- **WHAT THE EXERCISE ASKS**
When you reach the records below, output every one exactly as written but leave out any pictures.

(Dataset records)
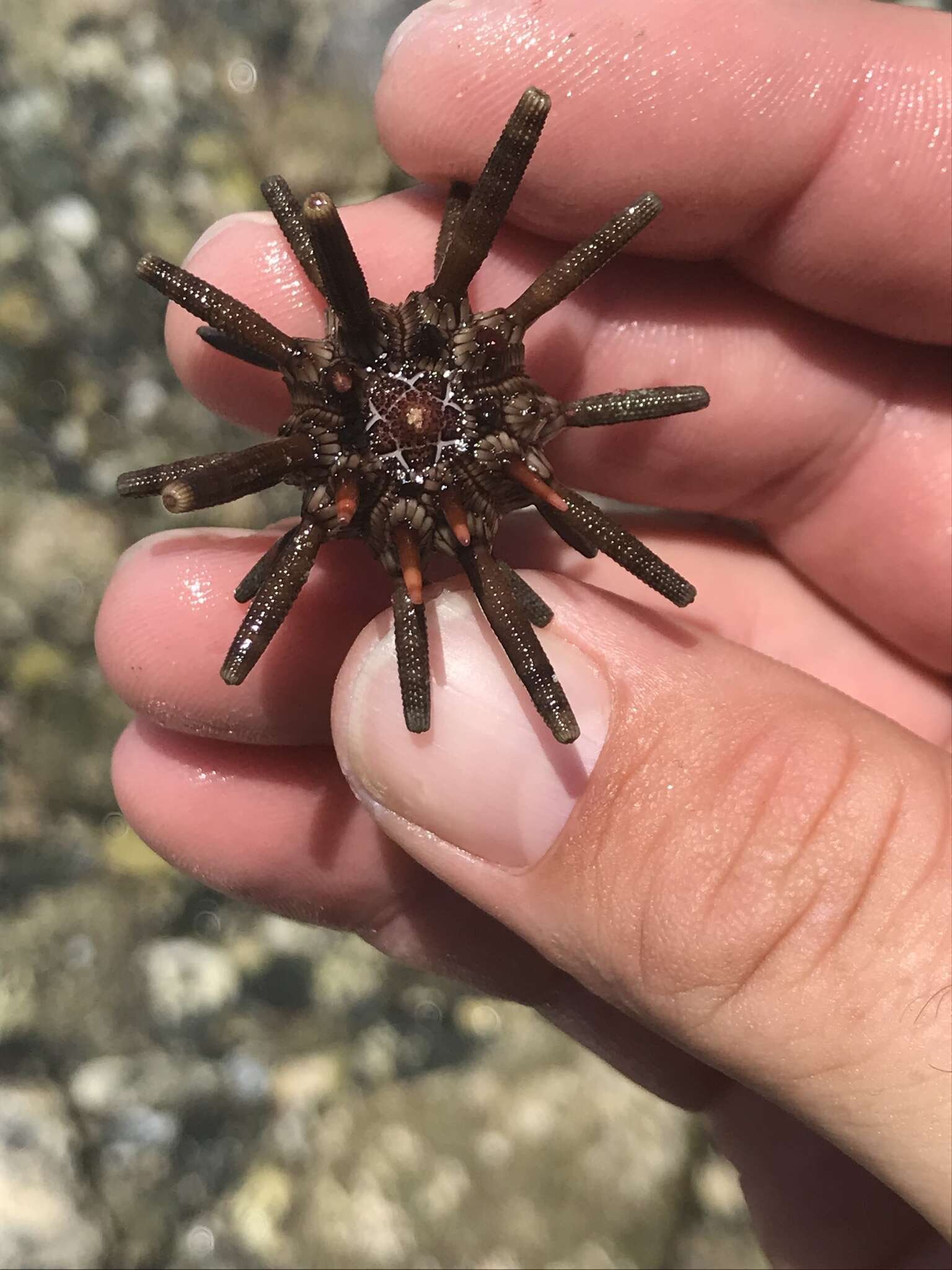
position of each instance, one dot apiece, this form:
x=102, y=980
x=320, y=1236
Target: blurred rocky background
x=184, y=1081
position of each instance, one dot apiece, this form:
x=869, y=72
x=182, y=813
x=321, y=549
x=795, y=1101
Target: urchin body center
x=414, y=420
x=415, y=426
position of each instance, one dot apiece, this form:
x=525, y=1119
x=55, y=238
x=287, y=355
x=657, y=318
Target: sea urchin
x=415, y=427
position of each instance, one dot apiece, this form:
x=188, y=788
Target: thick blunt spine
x=578, y=266
x=247, y=471
x=253, y=580
x=491, y=196
x=519, y=642
x=633, y=404
x=343, y=281
x=291, y=220
x=220, y=310
x=413, y=658
x=626, y=550
x=273, y=602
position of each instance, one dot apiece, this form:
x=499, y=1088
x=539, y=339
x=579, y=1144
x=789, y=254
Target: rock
x=188, y=980
x=47, y=1219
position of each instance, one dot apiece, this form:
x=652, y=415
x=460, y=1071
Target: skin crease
x=748, y=904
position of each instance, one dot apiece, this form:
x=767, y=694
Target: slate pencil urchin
x=415, y=426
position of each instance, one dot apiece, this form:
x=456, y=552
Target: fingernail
x=488, y=778
x=419, y=18
x=225, y=224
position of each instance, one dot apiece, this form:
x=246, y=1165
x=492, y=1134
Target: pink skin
x=834, y=437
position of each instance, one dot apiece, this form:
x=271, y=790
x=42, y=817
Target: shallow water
x=184, y=1080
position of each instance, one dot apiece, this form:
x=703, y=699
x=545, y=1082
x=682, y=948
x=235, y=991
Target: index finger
x=809, y=144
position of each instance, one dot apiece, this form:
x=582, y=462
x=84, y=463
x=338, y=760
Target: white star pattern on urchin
x=446, y=403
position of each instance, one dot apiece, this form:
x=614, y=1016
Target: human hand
x=735, y=884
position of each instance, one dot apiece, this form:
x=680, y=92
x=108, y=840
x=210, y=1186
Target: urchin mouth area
x=416, y=427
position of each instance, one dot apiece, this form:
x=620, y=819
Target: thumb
x=747, y=860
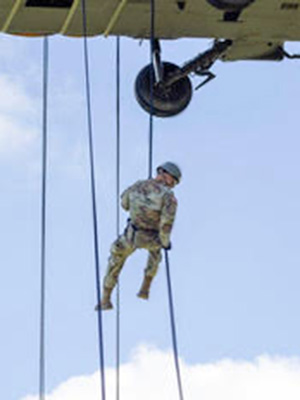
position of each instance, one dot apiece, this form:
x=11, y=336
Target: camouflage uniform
x=152, y=208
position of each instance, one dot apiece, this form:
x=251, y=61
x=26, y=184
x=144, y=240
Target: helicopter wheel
x=167, y=100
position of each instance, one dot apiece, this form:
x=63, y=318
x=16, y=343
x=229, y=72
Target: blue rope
x=93, y=195
x=171, y=306
x=151, y=81
x=43, y=224
x=118, y=314
x=173, y=327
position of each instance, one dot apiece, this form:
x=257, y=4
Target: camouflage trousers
x=125, y=245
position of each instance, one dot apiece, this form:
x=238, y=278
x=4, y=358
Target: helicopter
x=241, y=29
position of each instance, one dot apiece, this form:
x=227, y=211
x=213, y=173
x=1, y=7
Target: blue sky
x=235, y=257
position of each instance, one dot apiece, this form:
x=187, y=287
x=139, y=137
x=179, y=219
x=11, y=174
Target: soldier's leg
x=119, y=251
x=154, y=259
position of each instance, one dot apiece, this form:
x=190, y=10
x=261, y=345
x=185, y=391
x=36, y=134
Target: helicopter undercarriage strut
x=172, y=88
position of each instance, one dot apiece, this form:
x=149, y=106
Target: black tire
x=230, y=5
x=167, y=102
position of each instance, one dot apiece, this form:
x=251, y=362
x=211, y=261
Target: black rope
x=172, y=315
x=118, y=315
x=43, y=224
x=173, y=327
x=151, y=81
x=93, y=195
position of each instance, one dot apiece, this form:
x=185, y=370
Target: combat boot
x=105, y=303
x=144, y=290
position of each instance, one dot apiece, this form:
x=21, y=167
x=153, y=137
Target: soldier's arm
x=168, y=214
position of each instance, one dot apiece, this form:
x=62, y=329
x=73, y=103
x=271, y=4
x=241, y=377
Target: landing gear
x=171, y=87
x=168, y=100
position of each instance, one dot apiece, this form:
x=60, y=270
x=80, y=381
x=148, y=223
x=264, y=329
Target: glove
x=168, y=247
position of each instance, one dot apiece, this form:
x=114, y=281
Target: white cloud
x=150, y=375
x=17, y=117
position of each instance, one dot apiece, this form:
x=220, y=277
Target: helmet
x=172, y=169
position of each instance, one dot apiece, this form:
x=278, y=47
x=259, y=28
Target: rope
x=118, y=315
x=93, y=195
x=43, y=224
x=171, y=306
x=152, y=39
x=173, y=327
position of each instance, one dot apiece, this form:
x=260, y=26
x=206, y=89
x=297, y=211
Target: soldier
x=152, y=208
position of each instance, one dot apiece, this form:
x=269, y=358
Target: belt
x=137, y=228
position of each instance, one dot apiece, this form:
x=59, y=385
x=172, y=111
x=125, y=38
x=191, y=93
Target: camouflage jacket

- **EXPECTED ANSWER**
position of each instance, one dot apiece, this form:
x=102, y=980
x=320, y=1236
Target: blurred rocky background
x=184, y=1081
position of each instance, one dot apiece, this form:
x=869, y=72
x=182, y=813
x=321, y=549
x=795, y=1101
Target: urchin body center
x=414, y=420
x=415, y=426
position of each instance, one dot apiece, this form:
x=525, y=1119
x=55, y=238
x=287, y=355
x=657, y=318
Target: sea urchin
x=415, y=427
position of each instance, one dot apiece, this form:
x=188, y=788
Target: thick blunt spine
x=578, y=266
x=247, y=471
x=253, y=580
x=491, y=196
x=519, y=642
x=633, y=404
x=343, y=281
x=291, y=220
x=220, y=310
x=413, y=658
x=626, y=550
x=273, y=602
position of each instance, one dot apiece, this form:
x=499, y=1088
x=539, y=339
x=579, y=1144
x=789, y=254
Target: rock
x=188, y=980
x=47, y=1219
position of each instance, one dot apiece, this form:
x=652, y=415
x=460, y=1071
Target: skin crease
x=748, y=904
position of each instance, one dot apiece, this form:
x=767, y=694
Target: slate pencil urchin
x=415, y=426
position of each instance, one dot apiece, this form:
x=456, y=552
Target: fingernail
x=488, y=778
x=419, y=18
x=225, y=224
position of each instance, one dot apiece, this form:
x=246, y=1165
x=492, y=1134
Target: pink skin
x=834, y=437
position of each instance, one dot apiece, this form:
x=271, y=790
x=42, y=817
Target: shallow water
x=184, y=1080
position of each instance, one dot apiece, this form:
x=703, y=699
x=545, y=1082
x=682, y=948
x=235, y=991
Target: index finger
x=809, y=144
position of each instance, one dot apiece, this form:
x=582, y=462
x=84, y=463
x=338, y=760
Target: white star pattern on urchin
x=446, y=403
position of each instance, one dot apiece, this form:
x=614, y=1016
Target: human hand
x=735, y=884
position of each instance, one dot apiece, this form:
x=680, y=92
x=108, y=840
x=210, y=1186
Target: urchin mouth area
x=416, y=427
position of each instance, one dot apiece, this form:
x=620, y=819
Target: thumb
x=747, y=860
position of each instance, one dot apiece, this form:
x=11, y=336
Target: camouflage uniform
x=152, y=208
position of each instance, one dot apiece, this form:
x=251, y=61
x=26, y=184
x=144, y=240
Target: helicopter wheel
x=167, y=100
position of each instance, one dot apiece, this form:
x=63, y=318
x=16, y=343
x=229, y=72
Target: blue rope
x=93, y=195
x=171, y=306
x=151, y=81
x=43, y=224
x=118, y=314
x=173, y=327
position of each instance, one dot apiece, this form:
x=257, y=4
Target: camouflage trousers
x=125, y=245
position of each instance, one dot apiece, this form:
x=238, y=278
x=4, y=358
Target: helicopter
x=241, y=29
position of each instance, one dot apiece, this form:
x=227, y=211
x=213, y=173
x=1, y=7
Target: blue sky
x=235, y=257
position of each instance, one dot apiece, this form:
x=187, y=287
x=139, y=137
x=179, y=219
x=11, y=174
Target: soldier's leg
x=119, y=251
x=154, y=259
position of each instance, one dot apiece, this form:
x=190, y=10
x=261, y=345
x=185, y=391
x=36, y=134
Target: helicopter undercarriage strut
x=172, y=88
position of each instance, one dot apiece, this form:
x=149, y=106
Target: black tire
x=230, y=5
x=167, y=102
position of each instance, one dot apiece, this form:
x=251, y=362
x=211, y=261
Target: black rope
x=172, y=315
x=118, y=315
x=43, y=224
x=173, y=327
x=151, y=81
x=93, y=195
position of each instance, one dot apiece, this form:
x=185, y=370
Target: combat boot
x=105, y=303
x=144, y=290
position of each instance, one dot apiece, this form:
x=21, y=167
x=153, y=137
Target: soldier's arm
x=168, y=214
position of each instance, one dot apiece, this form:
x=62, y=329
x=73, y=103
x=271, y=4
x=241, y=377
Target: landing gear
x=171, y=87
x=168, y=100
position of each instance, one dot apiece, this form:
x=60, y=270
x=80, y=381
x=148, y=223
x=264, y=329
Target: glove
x=168, y=247
position of each instance, one dot apiece, this form:
x=114, y=281
Target: white cloud
x=150, y=375
x=17, y=117
position of each instance, one dot apiece, this form:
x=220, y=277
Target: helmet
x=172, y=169
position of each instance, one dot apiece, this form:
x=278, y=47
x=259, y=28
Target: rope
x=118, y=315
x=93, y=195
x=43, y=224
x=171, y=306
x=152, y=39
x=173, y=327
position of each instance, one dot apiece, this form:
x=260, y=26
x=206, y=89
x=297, y=211
Target: soldier
x=152, y=208
position of each instance, one dot apiece, this form:
x=269, y=358
Target: belt
x=137, y=228
position of each instance, one dot apiece, this form:
x=59, y=385
x=172, y=111
x=125, y=38
x=191, y=93
Target: camouflage jacket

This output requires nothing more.